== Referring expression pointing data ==
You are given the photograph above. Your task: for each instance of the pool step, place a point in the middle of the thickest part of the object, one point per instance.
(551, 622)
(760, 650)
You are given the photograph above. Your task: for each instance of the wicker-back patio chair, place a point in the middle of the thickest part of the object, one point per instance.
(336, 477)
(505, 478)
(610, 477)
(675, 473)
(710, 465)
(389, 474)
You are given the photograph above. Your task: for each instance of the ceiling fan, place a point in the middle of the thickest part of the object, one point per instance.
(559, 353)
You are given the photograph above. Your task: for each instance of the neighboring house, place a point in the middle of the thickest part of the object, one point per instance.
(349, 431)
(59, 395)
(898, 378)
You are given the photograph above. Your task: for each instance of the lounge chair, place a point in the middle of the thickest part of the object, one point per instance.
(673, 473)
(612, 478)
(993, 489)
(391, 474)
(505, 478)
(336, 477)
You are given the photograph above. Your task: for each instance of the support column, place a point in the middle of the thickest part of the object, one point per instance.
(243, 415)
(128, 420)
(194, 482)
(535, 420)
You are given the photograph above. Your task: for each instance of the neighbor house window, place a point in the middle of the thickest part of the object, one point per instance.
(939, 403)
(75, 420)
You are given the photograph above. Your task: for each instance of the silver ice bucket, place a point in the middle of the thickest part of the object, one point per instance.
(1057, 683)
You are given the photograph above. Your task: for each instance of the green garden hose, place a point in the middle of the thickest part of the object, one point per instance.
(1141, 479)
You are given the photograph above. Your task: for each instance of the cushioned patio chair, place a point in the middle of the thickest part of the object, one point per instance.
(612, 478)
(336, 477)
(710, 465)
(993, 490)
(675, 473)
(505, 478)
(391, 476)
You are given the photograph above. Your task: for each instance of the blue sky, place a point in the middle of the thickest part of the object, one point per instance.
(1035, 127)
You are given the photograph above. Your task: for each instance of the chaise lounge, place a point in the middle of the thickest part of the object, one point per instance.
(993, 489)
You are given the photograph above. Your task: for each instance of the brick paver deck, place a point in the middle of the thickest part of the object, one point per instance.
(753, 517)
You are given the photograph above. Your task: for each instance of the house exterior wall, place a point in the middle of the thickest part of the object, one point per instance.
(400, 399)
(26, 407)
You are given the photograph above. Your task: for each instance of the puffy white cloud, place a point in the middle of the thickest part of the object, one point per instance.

== WORK ITEM ==
Reproduce every line of the data verbatim.

== REPLY TO THE TASK ==
You are given the photograph above. Your task: for each instance of the pool step, place a point in the middle of the thickest part of the object, one point per instance.
(551, 622)
(760, 650)
You are given the photograph above. Your task: for each instance of the wicker-back patio chair, place a point in the middle of the thickest part of the object, one point per instance.
(336, 477)
(505, 478)
(610, 477)
(675, 473)
(710, 465)
(389, 474)
You are given the photograph above. Your task: for each instance of the ceiling fan, place a point in the middle of the thickest part of the object, one point per instance.
(559, 353)
You are given the photograph above. Your task: for each instance of the neighboring house, place a point in the middle of the thickest part of the object, one point per instance.
(349, 431)
(59, 395)
(898, 378)
You are given the photograph above. Your task: for each instance of the lounge chair, place a point in the middle of the thickest part of the object, one point per instance.
(673, 473)
(612, 478)
(993, 489)
(391, 474)
(505, 478)
(336, 477)
You are given the photograph above. Your task: for each instance of the support column, place a point in the middle of the thickest part of the object, one point per instance.
(243, 415)
(128, 420)
(194, 482)
(535, 420)
You are given the photograph above. Your task: for each instance of the neighbor house window, place a point in the middle of the thickest part of the object, one point per instance.
(939, 403)
(75, 420)
You are given the photograph above. Your task: for each instance of the silver ice bucket, place a point in the middle of the thickest part of the object, one point per instance.
(1057, 683)
You are given the photograph above. Your task: for each instance of the green garden hose, place a point in the middle of the thickest part of the object, one point per instance.
(1141, 479)
You are given the photograph above. Your task: for each instance of the cushioned patio chair, place a point in the middle of the thickest part of the object, one point per instance.
(612, 478)
(336, 477)
(710, 465)
(993, 490)
(675, 473)
(505, 478)
(391, 476)
You are given the photograph above. Your task: for each instance of the blue sky, place a point in the middle of the thickest part of the object, one point per instance.
(1035, 127)
You are given the photograph above. Your task: for each instance of the chaise lounge, place a point in the middle of the thickest part of the object, one point per instance.
(993, 489)
You are given the photograph above. Your task: for each instance of the brick paver deck, place a point in the middle of the thickest part of the object, one point per instance.
(753, 517)
You are given the photograph above. Your task: for each instance of the house exterior wall, place a point in the middle of the thickest part of the object, one point per instance.
(400, 399)
(26, 407)
You are given the photograph above. Your task: for each instance of the puffy white cloud, place a point in the middle of the thickest part of the object, one point per instance.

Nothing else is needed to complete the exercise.